## EXCERPTED TEXT
— start —
Plus you always have it with you (since it is your phone).

----------


## armstrong

I got this for 2.5k the other day.  Great just for browsing the net and a few games.  Banana it delivered it same day too.

----------


## Topper

I've used Samsung tablets for 5 years now and can't praise them enough.

It's my ebook reader, forum browser, in class computer, travel computer, class game console and its how I enter my grades for my classes.

----------


## harrybarracuda

This 10" beauty cannot be beaten for travel, especially with the battery life.

Takes a MicroSD memory card too; you can add a bluetooth keyboard if you need to type a lot.

Also 802.11ac Wifi.

Dogs bollocks but a bit hard to find; I had to order mine from Amazon Germany.

http://www3.lenovo.com/medias/lenovo...GZiMjEyNGZhYTQ



I have a Samsung as well, a 12" for the kitchen (wall mounts) but it is nowhere near this for travel.

Oh, and the retractable bracket thing you see at the bottom doubles up as a stand or a hangar, too. Sits nicely on an airplane table, and you can adjust the angle to suit.

----------


## terry57

Samsung Galaxy Tab S2 10.5 ".

3 years old now but one hell of a top end Tablet. Beautiful screen and quality all round.

Google it up and have a look. 

If ya go to MBK or Fortune town you can get ya self a cracking second hand one for around 7-8 K.  

Do ya home work and ya can find an unmarked one in top condition. 

I have two of them and my handbag has one. 

The Samsung S3 has just been released by the way. Premium price mind you. 


Just bought the Samsung tab S2  8 " as well.  :Smile: 

The Samsung S2 has the amoled screen by the way which is simply fookin brilliant. 

Oh yes, just bought my handbag a Samsung S2 9.1" as well. 

It's her birthday and we are on the Samsung S2 highway.

----------


## Passing Through

I bought a Samsung ages ago (4 or 5 years). It's started misbehaving a bit recently and I guess it's going to die in the fairly near future but it's done sterling service.

----------


## terry57

Great thing about Samsungs is that if ya do have an Issue any fooker can fix them here in BKK. 

Ive never had an issue though. 

Reliable as fook.

----------


## armstrong

> This 10" beauty cannot be beaten for travel, especially with the battery life.
> 
> Takes a MicroSD memory card too; you can add a bluetooth keyboard if you need to type a lot.
> 
> Also 802.11ac Wifi.
> 
> Dogs bollocks but a bit hard to find; I had to order mine from Amazon Germany.
> 
> http://www3.lenovo.com/medias/lenovo...GZiMjEyNGZhYTQ
> ...


I saw that in IT City in Mega Bang Na the other day. Way out of my price range so didn't look for long

----------


## armstrong

My favourite thing right now is the Porn Hub app.

----------


## David48atTD

> I got this for 2.5k the other day.  Great just  for browsing the net and a few games.  Banana it delivered it same day  too.


^  My kids have 2 of them ... can't kill them and, believe me ... they try.

For 2 1/2 k, a very fair price, though an older model.

---




> This 10" beauty cannot be beaten for travel, especially with the battery life.


^  We have one of these also, but that looks like a Yoga 3 ... we have the model before.
— end —
## ENTRIES SUPPLIED
— start —
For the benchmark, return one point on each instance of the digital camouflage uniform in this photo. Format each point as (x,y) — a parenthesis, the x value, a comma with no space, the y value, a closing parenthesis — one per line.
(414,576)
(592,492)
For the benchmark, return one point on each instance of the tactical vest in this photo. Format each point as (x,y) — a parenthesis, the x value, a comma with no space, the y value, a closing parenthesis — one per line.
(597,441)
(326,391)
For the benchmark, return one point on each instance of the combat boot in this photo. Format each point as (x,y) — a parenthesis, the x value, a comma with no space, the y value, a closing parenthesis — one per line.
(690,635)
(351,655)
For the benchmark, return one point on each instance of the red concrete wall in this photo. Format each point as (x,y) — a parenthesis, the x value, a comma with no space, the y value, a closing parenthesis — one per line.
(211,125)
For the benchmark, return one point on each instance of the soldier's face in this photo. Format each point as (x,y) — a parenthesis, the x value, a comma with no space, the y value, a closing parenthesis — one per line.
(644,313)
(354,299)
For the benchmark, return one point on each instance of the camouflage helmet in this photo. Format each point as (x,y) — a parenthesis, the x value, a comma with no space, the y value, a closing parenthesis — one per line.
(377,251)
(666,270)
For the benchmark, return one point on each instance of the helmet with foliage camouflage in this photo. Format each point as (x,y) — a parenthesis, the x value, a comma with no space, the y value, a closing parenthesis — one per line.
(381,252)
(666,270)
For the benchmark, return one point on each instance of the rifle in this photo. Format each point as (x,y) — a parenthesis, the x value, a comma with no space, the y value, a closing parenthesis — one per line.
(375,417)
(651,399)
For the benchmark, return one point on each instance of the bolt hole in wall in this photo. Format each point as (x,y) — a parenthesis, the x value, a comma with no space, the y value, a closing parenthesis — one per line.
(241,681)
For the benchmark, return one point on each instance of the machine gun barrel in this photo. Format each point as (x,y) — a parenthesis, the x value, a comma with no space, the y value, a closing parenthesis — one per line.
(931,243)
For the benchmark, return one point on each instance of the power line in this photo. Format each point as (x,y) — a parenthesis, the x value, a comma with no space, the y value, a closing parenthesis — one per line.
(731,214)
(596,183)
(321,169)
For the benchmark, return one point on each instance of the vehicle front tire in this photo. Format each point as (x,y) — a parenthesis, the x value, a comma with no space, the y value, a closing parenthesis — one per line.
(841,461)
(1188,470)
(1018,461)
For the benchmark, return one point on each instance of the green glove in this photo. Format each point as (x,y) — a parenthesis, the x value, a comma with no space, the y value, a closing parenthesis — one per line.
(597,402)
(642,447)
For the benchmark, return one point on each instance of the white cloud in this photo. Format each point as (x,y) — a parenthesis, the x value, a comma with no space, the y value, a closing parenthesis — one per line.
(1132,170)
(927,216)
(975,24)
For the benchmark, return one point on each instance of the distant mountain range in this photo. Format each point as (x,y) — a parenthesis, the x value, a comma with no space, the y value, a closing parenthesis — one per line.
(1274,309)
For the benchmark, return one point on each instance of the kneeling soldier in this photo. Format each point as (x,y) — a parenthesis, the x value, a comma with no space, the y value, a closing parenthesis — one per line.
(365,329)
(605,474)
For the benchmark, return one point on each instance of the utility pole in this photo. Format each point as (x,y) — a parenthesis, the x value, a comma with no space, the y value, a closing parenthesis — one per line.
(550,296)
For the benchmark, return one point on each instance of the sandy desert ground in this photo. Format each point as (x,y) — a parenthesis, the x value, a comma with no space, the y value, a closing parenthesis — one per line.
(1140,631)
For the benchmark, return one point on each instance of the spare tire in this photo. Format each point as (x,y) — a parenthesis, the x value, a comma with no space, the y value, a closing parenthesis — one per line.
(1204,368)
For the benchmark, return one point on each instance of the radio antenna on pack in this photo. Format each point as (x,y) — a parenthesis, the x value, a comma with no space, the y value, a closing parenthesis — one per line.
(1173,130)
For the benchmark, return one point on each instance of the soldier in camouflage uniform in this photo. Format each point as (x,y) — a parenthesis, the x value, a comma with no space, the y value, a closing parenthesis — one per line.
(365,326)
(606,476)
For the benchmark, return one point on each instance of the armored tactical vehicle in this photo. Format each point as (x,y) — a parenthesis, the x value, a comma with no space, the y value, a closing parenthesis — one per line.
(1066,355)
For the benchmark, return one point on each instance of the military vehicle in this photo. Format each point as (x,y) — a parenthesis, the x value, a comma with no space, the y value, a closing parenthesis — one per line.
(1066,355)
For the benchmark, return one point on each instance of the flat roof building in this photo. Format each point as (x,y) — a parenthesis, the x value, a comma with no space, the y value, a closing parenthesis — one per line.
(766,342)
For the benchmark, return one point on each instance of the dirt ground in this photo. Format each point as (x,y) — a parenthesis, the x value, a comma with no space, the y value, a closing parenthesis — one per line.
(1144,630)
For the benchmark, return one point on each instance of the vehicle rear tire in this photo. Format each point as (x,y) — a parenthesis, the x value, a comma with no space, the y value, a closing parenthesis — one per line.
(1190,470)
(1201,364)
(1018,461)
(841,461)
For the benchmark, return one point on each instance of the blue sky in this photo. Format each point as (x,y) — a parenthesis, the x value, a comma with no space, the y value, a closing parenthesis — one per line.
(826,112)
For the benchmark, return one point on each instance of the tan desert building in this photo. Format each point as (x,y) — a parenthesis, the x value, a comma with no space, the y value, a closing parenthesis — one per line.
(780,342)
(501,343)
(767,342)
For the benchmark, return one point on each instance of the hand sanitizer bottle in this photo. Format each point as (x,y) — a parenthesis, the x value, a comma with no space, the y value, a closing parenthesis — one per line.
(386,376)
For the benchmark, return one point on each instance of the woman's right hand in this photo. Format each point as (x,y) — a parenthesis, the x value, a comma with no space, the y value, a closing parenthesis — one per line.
— end —
## LIST OF TASKS
A. Extract the part of the tablet thread from "3 years old" up to and including "handbag has one.".
B. Pick out every line of the entries that contains the string "vehicle". Case counts.
The tablet thread and the entries were taken from unrelated sources.

## RESULTS FOR THE EXERCISE
A.
3 years old now but one hell of a top end Tablet. Beautiful screen and quality all round.

Google it up and have a look. 

If ya go to MBK or Fortune town you can get ya self a cracking second hand one for around 7-8 K.  

Do ya home work and ya can find an unmarked one in top condition. 

I have two of them and my handbag has one.

B.
For the benchmark, return one point on each instance of the vehicle front tire in this photo. Format each point as (x,y) — a parenthesis, the x value, a comma with no space, the y value, a closing parenthesis — one per line.
For the benchmark, return one point on each instance of the armored tactical vehicle in this photo. Format each point as (x,y) — a parenthesis, the x value, a comma with no space, the y value, a closing parenthesis — one per line.
For the benchmark, return one point on each instance of the military vehicle in this photo. Format each point as (x,y) — a parenthesis, the x value, a comma with no space, the y value, a closing parenthesis — one per line.
For the benchmark, return one point on each instance of the vehicle rear tire in this photo. Format each point as (x,y) — a parenthesis, the x value, a comma with no space, the y value, a closing parenthesis — one per line.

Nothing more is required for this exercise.